If we’d heard during the bushfire crisis in early January that by March we’d be battling a global pandemic with intense restrictions to the way we live, we’d never have believed it.
At the end of February when we were hanging with the masses on the Gold Coast, fear of the virus was vaguely hanging in the air. Earlier that month we saw news reports of China and Italy being locked down but I couldn’t imagine we would ever need to face such restrictions here.
But of course we would. As recently as early March, my son, my ex-husband and I were still thinking about a family holiday to the US, in particular New York (the home of Spiderman) for later in the year. We had no idea it would become the “epicentre of the virus”! We hadn’t booked anything but now that idea is long gone and who knows when it will be resurrected?
I knew things were getting serious in Australia when Sky Fire (an annual Canberra Fireworks and music event) was cancelled 1 or 2 days before it was supposed to happen in mid-March. Scomo (the Australian Prime Minister Scott Morrison) banned gatherings of more than 500 people. And the restrictions got tighter from there.
Later in March the threat tightened its grip and life changed for everyone: The specifics of the rules kept changing in a bizarre tango between rigorous caution and practicality. Only go out for essential reasons. Non-essential businesses to shut. Work and school from home if you can. Weddings can have 5 guests, funerals 10. No social gatherings in your own home. Can’t exercise in more than groups of 2. Can’t sit on a park bench.
A friend posted on Facebook that she felt like she was living in a post-apocalyptic BBC drama. Now when I read the news and look at memes on social media about the way we live now, sometimes I manage to conjure the perspective of someone who’s just crawled out from under a rock and I view it with disbelief. Are we actually living in a dystopia, a sci-fi movie? It might be 2020, but is this really George Orwell’s 1984? It’s wartime on a war called Corona.
I thought of the Spanish Flu of 1918 and I was curious about the details of that, so I could be better imagine likely scenarios of how this corona thing would might play out. How did people cope back then? How would we cope now?

Region-pointing data:
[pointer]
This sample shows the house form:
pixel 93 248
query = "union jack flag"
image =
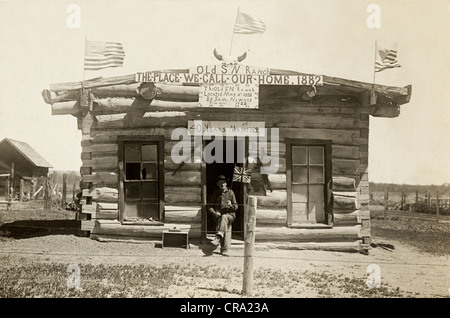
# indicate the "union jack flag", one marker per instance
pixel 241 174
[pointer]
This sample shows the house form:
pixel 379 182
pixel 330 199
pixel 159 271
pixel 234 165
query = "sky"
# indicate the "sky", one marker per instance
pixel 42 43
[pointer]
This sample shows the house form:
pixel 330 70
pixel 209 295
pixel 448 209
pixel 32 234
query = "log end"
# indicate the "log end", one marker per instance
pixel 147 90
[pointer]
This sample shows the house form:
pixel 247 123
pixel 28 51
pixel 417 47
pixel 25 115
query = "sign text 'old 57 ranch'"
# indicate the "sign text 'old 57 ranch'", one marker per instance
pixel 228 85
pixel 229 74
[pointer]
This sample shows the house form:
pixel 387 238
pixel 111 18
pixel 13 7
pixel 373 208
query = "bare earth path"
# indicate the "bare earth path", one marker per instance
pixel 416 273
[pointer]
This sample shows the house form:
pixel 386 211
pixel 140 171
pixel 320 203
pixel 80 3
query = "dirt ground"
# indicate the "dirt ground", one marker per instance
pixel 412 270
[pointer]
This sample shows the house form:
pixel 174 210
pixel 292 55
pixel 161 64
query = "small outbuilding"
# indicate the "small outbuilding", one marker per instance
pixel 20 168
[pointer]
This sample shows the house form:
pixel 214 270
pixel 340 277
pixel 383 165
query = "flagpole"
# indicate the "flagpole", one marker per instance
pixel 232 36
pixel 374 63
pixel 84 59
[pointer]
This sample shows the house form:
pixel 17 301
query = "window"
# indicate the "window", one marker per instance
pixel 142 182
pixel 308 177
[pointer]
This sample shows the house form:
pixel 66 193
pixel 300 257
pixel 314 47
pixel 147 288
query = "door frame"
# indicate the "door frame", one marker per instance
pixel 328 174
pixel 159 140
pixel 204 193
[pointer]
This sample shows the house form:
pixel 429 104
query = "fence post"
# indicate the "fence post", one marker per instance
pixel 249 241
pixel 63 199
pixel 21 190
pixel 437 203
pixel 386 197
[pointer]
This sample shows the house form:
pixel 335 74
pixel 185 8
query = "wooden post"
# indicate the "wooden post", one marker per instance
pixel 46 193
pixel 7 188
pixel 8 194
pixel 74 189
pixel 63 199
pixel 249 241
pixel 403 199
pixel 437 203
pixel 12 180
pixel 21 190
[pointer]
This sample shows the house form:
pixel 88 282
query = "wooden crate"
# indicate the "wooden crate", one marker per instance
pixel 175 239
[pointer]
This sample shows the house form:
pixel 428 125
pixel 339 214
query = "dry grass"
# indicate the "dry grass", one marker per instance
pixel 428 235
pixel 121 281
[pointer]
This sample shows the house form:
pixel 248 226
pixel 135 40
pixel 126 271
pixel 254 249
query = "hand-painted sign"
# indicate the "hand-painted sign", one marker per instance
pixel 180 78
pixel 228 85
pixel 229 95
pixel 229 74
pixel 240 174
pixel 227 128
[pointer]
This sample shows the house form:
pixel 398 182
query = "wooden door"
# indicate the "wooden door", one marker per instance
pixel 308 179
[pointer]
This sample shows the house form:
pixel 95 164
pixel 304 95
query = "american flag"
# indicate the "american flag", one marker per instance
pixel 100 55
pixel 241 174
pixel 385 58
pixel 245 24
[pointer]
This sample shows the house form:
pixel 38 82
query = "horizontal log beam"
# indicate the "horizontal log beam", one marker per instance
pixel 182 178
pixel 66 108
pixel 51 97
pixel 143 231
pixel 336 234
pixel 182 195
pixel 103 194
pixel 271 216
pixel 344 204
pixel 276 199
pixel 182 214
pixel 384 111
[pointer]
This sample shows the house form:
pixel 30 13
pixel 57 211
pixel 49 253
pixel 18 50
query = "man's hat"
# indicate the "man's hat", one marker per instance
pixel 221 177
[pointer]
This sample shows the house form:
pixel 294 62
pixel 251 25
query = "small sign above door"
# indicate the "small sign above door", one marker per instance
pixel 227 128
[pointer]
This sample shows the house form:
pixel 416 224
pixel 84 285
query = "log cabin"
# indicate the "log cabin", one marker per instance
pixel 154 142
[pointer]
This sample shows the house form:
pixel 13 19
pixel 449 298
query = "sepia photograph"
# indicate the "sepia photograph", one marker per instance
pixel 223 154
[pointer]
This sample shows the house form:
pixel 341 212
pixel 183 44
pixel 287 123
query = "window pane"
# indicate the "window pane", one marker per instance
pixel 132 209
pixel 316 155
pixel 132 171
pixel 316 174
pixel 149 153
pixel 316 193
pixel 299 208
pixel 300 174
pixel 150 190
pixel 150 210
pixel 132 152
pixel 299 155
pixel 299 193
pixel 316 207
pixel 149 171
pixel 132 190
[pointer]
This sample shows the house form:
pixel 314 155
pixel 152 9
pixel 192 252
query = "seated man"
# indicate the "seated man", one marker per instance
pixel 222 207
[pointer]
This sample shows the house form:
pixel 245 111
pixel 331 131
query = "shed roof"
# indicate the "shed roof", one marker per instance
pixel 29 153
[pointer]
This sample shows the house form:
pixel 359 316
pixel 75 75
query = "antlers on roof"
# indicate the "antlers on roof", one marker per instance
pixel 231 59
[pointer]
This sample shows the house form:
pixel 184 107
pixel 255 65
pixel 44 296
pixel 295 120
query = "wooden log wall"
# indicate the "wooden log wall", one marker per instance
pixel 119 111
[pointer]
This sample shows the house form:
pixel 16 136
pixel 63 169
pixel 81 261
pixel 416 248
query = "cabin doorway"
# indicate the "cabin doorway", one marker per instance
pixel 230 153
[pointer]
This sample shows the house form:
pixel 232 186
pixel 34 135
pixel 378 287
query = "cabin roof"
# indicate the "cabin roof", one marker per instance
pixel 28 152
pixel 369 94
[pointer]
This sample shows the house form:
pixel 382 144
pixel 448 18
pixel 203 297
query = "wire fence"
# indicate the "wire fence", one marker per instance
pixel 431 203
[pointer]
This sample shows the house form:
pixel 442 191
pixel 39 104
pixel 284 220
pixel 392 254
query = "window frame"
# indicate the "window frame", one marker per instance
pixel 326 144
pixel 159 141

--

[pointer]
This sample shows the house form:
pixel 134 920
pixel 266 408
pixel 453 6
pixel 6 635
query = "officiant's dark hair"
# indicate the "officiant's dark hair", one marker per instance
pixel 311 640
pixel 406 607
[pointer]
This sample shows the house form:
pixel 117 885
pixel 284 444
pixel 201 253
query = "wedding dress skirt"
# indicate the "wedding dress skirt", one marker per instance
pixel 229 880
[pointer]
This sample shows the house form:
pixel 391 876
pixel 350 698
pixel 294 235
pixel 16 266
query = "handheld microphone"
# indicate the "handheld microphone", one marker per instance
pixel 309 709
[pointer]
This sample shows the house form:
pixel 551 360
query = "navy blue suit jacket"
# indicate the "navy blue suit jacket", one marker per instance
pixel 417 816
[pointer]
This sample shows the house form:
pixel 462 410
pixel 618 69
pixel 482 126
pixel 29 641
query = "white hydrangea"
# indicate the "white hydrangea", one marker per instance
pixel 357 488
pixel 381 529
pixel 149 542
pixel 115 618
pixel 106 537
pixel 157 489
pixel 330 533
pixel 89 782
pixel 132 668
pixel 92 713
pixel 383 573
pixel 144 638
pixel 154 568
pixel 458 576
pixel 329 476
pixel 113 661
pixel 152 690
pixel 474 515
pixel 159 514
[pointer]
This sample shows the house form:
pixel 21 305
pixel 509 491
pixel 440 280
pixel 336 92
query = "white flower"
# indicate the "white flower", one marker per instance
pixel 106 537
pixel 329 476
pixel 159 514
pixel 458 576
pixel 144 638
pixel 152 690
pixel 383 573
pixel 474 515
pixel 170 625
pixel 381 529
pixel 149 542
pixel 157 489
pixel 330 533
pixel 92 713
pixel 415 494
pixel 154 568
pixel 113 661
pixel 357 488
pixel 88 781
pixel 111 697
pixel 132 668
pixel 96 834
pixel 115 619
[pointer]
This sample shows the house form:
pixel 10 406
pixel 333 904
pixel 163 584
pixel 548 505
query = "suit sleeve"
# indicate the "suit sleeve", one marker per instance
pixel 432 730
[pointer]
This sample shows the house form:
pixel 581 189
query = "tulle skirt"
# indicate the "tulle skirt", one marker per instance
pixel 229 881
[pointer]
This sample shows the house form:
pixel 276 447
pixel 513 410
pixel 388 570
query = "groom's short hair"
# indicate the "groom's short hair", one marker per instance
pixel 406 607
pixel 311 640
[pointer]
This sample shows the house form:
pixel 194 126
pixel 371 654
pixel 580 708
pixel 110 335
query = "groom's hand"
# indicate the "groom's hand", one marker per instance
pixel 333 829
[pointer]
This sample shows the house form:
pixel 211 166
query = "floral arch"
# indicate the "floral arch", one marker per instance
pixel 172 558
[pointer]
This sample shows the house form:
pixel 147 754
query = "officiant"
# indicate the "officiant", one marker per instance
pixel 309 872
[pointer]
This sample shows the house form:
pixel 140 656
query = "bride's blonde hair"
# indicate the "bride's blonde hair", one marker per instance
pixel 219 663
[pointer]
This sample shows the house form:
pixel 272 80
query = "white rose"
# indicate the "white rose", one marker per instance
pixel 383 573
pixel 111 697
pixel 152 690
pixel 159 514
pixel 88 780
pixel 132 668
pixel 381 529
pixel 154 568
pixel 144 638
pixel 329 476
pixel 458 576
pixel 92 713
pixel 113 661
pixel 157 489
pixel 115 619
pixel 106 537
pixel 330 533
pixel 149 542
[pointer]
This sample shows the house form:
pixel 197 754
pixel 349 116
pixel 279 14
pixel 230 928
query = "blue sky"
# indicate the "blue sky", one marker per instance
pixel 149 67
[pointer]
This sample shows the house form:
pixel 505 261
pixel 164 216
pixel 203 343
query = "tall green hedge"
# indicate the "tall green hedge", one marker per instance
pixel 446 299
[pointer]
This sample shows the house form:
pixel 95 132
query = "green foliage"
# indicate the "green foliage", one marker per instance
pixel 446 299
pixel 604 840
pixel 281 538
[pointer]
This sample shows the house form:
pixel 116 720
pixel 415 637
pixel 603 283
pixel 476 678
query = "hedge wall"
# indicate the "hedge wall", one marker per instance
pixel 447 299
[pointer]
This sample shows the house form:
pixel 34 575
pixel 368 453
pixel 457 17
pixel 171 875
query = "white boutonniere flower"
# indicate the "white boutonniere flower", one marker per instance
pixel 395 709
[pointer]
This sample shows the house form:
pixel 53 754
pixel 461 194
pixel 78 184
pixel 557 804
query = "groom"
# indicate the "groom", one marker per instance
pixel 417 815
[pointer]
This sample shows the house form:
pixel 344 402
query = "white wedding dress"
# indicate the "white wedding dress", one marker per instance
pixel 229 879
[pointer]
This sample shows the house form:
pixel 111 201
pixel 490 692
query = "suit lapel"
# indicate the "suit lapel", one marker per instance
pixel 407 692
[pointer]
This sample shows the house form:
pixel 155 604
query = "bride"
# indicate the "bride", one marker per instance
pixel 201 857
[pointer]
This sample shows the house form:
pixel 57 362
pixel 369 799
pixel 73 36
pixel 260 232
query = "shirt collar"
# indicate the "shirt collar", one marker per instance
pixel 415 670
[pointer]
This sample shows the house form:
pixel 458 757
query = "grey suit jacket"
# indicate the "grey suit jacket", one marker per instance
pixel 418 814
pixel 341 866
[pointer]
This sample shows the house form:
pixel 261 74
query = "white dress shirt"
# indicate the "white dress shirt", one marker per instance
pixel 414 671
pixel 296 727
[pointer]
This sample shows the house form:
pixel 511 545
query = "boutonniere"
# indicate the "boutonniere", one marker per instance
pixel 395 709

--

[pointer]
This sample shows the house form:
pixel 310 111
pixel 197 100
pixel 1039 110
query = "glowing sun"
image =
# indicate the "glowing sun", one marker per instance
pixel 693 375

■ Brief ■
Copy the entire post about the early 2020 pandemic restrictions in Australia word for word.

■ Task answer ■
If we’d heard during the bushfire crisis in early January that by March we’d be battling a global pandemic with intense restrictions to the way we live, we’d never have believed it.
At the end of February when we were hanging with the masses on the Gold Coast, fear of the virus was vaguely hanging in the air. Earlier that month we saw news reports of China and Italy being locked down but I couldn’t imagine we would ever need to face such restrictions here.
But of course we would. As recently as early March, my son, my ex-husband and I were still thinking about a family holiday to the US, in particular New York (the home of Spiderman) for later in the year. We had no idea it would become the “epicentre of the virus”! We hadn’t booked anything but now that idea is long gone and who knows when it will be resurrected?
I knew things were getting serious in Australia when Sky Fire (an annual Canberra Fireworks and music event) was cancelled 1 or 2 days before it was supposed to happen in mid-March. Scomo (the Australian Prime Minister Scott Morrison) banned gatherings of more than 500 people. And the restrictions got tighter from there.
Later in March the threat tightened its grip and life changed for everyone: The specifics of the rules kept changing in a bizarre tango between rigorous caution and practicality. Only go out for essential reasons. Non-essential businesses to shut. Work and school from home if you can. Weddings can have 5 guests, funerals 10. No social gatherings in your own home. Can’t exercise in more than groups of 2. Can’t sit on a park bench.
A friend posted on Facebook that she felt like she was living in a post-apocalyptic BBC drama. Now when I read the news and look at memes on social media about the way we live now, sometimes I manage to conjure the perspective of someone who’s just crawled out from under a rock and I view it with disbelief. Are we actually living in a dystopia, a sci-fi movie? It might be 2020, but is this really George Orwell’s 1984? It’s wartime on a war called Corona.
I thought of the Spanish Flu of 1918 and I was curious about the details of that, so I could be better imagine likely scenarios of how this corona thing would might play out. How did people cope back then? How would we cope now?